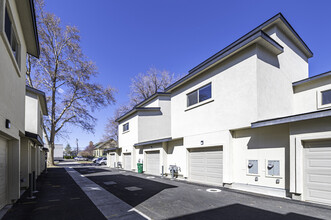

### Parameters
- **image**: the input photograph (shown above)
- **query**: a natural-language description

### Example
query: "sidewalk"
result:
[3,168,106,220]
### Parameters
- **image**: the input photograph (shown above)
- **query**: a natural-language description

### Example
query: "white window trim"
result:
[265,158,283,179]
[246,159,261,177]
[184,81,214,111]
[122,122,130,134]
[0,0,22,77]
[316,85,331,109]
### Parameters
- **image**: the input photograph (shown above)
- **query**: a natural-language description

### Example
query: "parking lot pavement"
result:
[66,167,148,220]
[3,168,106,220]
[75,167,331,220]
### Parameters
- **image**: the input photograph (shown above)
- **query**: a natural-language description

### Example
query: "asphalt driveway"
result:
[2,168,106,220]
[75,167,331,220]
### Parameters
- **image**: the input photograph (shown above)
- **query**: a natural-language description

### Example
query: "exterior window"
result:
[322,89,331,105]
[247,160,259,174]
[123,123,129,132]
[39,112,43,129]
[187,83,211,107]
[187,91,198,106]
[267,160,280,176]
[5,7,18,63]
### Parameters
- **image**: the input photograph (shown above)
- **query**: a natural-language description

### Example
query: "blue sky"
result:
[45,0,331,148]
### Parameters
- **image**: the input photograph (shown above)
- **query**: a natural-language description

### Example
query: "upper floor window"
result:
[321,89,331,105]
[187,83,211,107]
[123,122,129,132]
[5,7,19,64]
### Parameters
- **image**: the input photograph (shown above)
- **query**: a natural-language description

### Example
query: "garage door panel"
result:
[189,147,223,184]
[110,154,116,167]
[124,154,131,170]
[146,151,160,175]
[304,142,331,205]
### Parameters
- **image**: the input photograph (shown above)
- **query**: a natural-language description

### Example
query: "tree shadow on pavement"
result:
[76,174,177,207]
[171,204,326,220]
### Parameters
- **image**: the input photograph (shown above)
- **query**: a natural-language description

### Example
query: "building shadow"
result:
[76,169,177,207]
[171,204,319,220]
[74,168,112,175]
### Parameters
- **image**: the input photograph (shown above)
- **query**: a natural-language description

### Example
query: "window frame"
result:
[265,159,283,179]
[0,0,22,77]
[246,159,260,176]
[186,82,213,108]
[122,122,130,133]
[316,85,331,109]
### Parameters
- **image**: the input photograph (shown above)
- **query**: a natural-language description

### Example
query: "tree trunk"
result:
[47,142,54,166]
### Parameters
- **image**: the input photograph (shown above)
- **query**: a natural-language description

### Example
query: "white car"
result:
[96,157,107,165]
[74,157,88,161]
[92,157,101,163]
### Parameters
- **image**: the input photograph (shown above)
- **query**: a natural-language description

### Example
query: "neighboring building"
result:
[54,144,63,160]
[116,14,331,205]
[20,86,48,188]
[93,139,117,157]
[0,0,39,209]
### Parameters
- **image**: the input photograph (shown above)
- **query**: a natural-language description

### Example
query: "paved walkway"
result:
[75,166,331,220]
[3,168,106,220]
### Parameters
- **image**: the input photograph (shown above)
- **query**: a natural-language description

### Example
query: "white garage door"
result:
[0,137,8,209]
[124,153,131,170]
[146,151,160,175]
[109,153,116,167]
[189,147,223,185]
[304,141,331,205]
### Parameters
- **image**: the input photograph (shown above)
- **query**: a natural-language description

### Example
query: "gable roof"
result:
[115,92,170,122]
[94,139,117,150]
[292,71,331,87]
[165,13,313,92]
[15,0,40,58]
[25,85,48,115]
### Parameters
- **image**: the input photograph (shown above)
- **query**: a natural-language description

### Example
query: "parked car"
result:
[92,157,102,163]
[74,157,88,161]
[96,157,107,165]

========

**Problem to solve**
Pick out every line of the rows above that contains the word "shadow" and copy each one. Case counts.

**Problem solution**
query: "tree shadow on pavement"
query: "building shadow"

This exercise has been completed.